# Given exercise
How many lines of the material contain the string "base", with case counting? Reply with the number only.

Annotation dataset entries:
▼

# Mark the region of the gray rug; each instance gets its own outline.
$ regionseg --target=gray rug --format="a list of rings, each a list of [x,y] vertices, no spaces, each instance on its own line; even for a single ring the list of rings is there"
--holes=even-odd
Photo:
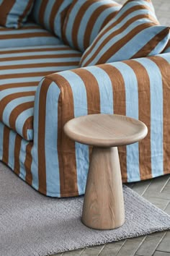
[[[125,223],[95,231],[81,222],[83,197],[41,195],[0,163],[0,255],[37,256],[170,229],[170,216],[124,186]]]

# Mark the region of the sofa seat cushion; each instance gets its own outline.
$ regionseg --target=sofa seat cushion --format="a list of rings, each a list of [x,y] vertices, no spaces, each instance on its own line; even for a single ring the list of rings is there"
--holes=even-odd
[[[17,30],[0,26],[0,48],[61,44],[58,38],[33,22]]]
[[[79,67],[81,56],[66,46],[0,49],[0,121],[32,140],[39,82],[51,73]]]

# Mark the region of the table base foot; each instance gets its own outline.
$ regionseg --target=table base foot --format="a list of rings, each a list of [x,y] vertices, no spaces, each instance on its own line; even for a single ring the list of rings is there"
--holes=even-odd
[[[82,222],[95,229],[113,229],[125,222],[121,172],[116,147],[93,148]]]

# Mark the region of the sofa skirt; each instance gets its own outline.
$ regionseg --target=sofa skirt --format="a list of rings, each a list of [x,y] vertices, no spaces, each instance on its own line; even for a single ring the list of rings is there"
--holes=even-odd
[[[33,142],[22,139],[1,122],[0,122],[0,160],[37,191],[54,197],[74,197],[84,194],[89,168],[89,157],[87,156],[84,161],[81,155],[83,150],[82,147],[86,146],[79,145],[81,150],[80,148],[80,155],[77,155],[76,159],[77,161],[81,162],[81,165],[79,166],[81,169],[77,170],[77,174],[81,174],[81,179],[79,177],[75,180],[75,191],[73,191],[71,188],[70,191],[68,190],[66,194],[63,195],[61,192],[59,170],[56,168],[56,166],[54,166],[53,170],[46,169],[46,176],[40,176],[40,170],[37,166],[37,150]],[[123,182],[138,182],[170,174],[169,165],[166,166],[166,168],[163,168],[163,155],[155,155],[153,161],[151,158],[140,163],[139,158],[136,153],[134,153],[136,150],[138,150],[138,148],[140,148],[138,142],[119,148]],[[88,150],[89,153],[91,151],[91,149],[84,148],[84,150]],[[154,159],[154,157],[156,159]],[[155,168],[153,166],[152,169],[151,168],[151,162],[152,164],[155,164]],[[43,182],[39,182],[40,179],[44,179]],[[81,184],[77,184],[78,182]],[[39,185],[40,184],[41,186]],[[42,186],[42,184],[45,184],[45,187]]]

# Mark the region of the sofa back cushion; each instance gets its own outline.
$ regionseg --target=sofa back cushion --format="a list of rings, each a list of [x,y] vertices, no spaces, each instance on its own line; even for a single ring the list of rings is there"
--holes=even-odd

▲
▼

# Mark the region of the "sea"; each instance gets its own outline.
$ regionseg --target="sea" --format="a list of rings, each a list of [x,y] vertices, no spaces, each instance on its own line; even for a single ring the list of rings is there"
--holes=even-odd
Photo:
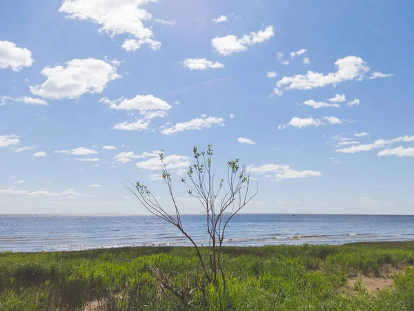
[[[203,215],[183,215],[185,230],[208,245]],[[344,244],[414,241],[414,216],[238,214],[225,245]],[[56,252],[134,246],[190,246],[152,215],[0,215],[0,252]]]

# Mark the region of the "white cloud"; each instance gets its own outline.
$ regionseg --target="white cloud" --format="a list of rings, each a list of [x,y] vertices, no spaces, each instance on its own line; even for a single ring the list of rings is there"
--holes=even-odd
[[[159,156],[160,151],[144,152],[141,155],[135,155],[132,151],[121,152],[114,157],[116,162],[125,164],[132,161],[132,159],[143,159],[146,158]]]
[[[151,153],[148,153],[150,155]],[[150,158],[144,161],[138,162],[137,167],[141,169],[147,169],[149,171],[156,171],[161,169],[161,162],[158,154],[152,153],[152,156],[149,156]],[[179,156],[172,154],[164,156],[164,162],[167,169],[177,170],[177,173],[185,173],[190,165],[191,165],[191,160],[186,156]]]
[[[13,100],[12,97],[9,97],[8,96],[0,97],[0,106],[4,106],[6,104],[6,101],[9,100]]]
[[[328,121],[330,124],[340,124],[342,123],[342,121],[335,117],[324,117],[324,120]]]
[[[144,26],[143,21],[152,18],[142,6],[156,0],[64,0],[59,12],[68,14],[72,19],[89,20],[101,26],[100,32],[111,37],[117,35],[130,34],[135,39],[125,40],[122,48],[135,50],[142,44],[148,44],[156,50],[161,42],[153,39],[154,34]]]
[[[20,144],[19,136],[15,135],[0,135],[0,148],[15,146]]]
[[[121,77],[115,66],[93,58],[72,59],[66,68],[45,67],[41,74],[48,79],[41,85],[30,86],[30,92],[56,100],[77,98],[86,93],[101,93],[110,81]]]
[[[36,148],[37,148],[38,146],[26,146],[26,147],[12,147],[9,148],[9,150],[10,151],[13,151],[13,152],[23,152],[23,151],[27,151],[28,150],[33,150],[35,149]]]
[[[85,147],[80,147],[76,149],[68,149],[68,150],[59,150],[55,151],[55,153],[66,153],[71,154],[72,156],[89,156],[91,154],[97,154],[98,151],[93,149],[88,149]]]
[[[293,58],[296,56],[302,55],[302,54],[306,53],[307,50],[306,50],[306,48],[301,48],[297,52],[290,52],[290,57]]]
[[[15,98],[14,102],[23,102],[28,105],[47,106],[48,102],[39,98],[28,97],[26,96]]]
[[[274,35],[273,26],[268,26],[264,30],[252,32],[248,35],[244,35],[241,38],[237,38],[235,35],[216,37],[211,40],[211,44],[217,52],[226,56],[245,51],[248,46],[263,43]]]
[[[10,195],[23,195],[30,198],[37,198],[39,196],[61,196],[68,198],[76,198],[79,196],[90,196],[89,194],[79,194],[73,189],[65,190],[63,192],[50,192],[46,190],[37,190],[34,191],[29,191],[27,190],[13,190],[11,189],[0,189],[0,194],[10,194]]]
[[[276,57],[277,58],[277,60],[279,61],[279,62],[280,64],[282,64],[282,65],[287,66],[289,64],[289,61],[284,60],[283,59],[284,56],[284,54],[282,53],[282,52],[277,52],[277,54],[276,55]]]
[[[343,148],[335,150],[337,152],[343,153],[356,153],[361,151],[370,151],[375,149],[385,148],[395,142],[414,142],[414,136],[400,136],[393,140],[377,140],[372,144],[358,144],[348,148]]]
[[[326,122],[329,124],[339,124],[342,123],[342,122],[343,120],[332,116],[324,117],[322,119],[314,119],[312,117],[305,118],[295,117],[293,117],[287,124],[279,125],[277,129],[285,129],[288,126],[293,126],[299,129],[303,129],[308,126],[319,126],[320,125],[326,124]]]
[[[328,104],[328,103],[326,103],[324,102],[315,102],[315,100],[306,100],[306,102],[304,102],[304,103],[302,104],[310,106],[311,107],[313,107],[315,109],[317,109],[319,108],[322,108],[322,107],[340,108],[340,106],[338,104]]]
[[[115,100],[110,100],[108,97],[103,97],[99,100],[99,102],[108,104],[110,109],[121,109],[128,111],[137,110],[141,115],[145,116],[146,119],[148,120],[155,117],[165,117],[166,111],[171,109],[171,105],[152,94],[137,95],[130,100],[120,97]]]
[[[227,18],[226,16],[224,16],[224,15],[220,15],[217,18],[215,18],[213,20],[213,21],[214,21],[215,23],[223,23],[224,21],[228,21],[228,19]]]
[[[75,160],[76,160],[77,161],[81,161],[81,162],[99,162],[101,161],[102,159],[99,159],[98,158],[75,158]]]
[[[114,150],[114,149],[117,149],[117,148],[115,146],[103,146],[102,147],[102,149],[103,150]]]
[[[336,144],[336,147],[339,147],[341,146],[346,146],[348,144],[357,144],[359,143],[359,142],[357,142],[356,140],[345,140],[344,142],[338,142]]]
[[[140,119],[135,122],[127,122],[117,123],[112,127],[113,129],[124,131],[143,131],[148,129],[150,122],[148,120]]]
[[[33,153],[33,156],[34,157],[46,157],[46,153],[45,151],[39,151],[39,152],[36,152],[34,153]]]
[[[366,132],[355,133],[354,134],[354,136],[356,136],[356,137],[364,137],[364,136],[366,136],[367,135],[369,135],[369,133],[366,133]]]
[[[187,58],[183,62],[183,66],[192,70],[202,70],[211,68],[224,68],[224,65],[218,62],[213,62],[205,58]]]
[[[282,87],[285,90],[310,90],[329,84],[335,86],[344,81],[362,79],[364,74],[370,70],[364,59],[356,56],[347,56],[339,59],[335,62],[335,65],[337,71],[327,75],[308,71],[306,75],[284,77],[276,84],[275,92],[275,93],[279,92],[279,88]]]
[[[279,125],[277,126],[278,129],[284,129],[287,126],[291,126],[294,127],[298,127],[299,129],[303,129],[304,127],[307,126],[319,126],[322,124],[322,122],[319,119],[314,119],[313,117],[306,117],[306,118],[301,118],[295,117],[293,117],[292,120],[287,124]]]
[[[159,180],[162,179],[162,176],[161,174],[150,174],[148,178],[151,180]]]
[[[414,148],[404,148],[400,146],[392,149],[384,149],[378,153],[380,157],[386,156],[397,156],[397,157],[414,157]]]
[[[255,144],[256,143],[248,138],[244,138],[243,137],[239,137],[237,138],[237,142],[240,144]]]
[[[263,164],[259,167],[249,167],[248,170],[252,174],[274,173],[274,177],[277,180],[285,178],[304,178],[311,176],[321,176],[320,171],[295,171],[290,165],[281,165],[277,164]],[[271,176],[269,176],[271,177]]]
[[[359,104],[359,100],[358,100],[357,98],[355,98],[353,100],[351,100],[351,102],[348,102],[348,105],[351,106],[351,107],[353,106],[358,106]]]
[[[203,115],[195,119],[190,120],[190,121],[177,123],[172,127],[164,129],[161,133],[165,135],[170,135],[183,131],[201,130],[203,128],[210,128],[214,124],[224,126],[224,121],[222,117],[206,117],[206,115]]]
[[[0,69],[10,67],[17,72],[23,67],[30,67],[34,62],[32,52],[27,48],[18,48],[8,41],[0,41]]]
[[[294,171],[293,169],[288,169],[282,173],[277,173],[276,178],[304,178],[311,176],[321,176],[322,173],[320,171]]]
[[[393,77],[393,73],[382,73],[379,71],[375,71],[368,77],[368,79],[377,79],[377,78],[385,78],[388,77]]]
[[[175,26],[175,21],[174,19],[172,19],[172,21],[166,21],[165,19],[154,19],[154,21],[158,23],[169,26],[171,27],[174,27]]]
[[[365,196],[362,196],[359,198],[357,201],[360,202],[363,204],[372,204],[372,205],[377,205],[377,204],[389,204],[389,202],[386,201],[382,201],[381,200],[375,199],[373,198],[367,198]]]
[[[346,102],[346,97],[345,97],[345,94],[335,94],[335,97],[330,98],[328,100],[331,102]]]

▲

# Output for this exercise
2